# DOCUMENT TEXT
:::

In our May 2026 Community Chat, and with members of the Caribbean tech community, Tamira La Cruz, an Economic Development Advisor and Private Sector Specialist based in Curaçao, and Natalie Maharaj, a Digital Transformation Consultant and Responsible Technology Advocate based in Trinidad and Tobago, the panel discusses: AI literacy in the Caribbean; SIDS investing in tech development; and privacy and consent in AI.
This episode is also available on SoundCloud, Apple Podcasts, Spotify and Amazon Music.
As artificial intelligence (AI) becomes increasingly embedded in business, government, education and everyday life, Caribbean countries have a unique opportunity to position themselves for the digital future. However, we cannot limit our digital future to just using technology others have developed. To truly realise economic resilience, competitiveness and sustainable development, we must be knowledgeable and proficient enough to empower ourselves and chart the future we want.

:::

# EXTRACTED ENTRIES
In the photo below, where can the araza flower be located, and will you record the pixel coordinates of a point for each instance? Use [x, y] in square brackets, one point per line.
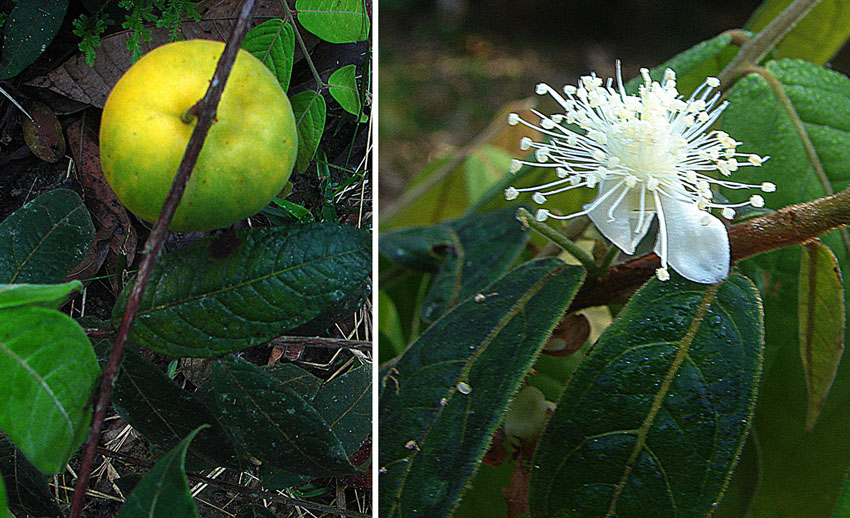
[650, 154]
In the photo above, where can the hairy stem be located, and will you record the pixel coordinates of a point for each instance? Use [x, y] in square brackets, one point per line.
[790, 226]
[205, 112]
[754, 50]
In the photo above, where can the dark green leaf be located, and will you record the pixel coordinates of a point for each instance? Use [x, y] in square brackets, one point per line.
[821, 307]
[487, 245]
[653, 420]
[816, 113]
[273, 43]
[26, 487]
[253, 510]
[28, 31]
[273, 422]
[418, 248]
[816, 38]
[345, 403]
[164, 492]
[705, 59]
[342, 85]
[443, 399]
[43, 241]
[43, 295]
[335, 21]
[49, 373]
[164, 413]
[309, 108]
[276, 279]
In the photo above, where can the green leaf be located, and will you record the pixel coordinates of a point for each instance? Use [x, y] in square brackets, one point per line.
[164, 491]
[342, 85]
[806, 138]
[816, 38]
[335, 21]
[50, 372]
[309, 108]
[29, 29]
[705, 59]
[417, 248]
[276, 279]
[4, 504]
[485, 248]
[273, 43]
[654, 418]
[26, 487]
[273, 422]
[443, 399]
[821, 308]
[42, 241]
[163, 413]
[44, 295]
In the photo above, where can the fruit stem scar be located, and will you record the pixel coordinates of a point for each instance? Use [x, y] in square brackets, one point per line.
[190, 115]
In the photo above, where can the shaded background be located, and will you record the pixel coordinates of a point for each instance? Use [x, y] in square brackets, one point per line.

:::

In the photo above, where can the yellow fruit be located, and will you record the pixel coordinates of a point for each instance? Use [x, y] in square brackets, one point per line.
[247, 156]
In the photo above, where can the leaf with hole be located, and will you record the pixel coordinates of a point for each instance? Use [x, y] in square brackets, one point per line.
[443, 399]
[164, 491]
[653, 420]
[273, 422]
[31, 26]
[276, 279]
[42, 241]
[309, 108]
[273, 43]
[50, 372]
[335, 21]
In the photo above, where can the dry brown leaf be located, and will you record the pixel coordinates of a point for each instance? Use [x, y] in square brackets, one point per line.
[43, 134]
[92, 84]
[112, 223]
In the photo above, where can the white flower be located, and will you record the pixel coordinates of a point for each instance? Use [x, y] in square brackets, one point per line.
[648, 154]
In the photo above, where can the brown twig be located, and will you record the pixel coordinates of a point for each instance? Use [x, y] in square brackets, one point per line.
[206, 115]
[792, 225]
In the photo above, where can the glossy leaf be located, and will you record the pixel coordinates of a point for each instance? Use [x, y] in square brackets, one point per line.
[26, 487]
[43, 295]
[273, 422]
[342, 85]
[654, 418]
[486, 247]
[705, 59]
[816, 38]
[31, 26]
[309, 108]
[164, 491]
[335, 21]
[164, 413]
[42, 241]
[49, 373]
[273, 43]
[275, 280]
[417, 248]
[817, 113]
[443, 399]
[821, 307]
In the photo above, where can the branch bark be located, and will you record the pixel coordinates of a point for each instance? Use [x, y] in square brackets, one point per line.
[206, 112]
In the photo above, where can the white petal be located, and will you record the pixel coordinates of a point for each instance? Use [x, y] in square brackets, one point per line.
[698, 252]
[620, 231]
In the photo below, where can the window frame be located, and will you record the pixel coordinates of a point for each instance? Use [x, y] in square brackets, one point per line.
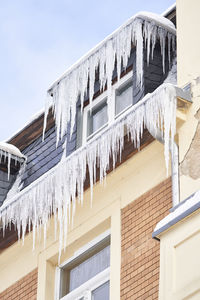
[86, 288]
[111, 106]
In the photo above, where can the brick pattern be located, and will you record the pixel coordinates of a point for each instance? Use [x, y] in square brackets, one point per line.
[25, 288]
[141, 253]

:::

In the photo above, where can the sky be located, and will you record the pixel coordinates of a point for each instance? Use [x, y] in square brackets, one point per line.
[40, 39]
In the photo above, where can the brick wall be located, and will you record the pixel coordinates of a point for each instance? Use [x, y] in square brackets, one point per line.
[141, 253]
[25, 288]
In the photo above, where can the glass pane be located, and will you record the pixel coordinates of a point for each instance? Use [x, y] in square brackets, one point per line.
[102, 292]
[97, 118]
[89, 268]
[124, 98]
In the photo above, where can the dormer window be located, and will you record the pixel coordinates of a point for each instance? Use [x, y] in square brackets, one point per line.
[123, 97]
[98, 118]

:::

# WHAT YOU WILL DO
[1] Drawing on the Community Chat text, explain in one to three sentences why the Caribbean's digital future should not be limited to using technology that others have developed.
[2] Answer these questions from the Community Chat text:
(a) Where is Tamira La Cruz based?
(b) On which four platforms is the episode also available?
(c) In which areas of life does the text say AI is becoming increasingly embedded?

# ANSWERS TO THE EXERCISES
[1] To truly realize economic resilience, competitiveness and sustainable development, Caribbean countries must be knowledgeable and proficient enough to empower themselves. That lets them chart the digital future they want.

[2]
(a) Curaçao
(b) SoundCloud, Apple Podcasts, Spotify and Amazon Music
(c) Business, government, education and everyday life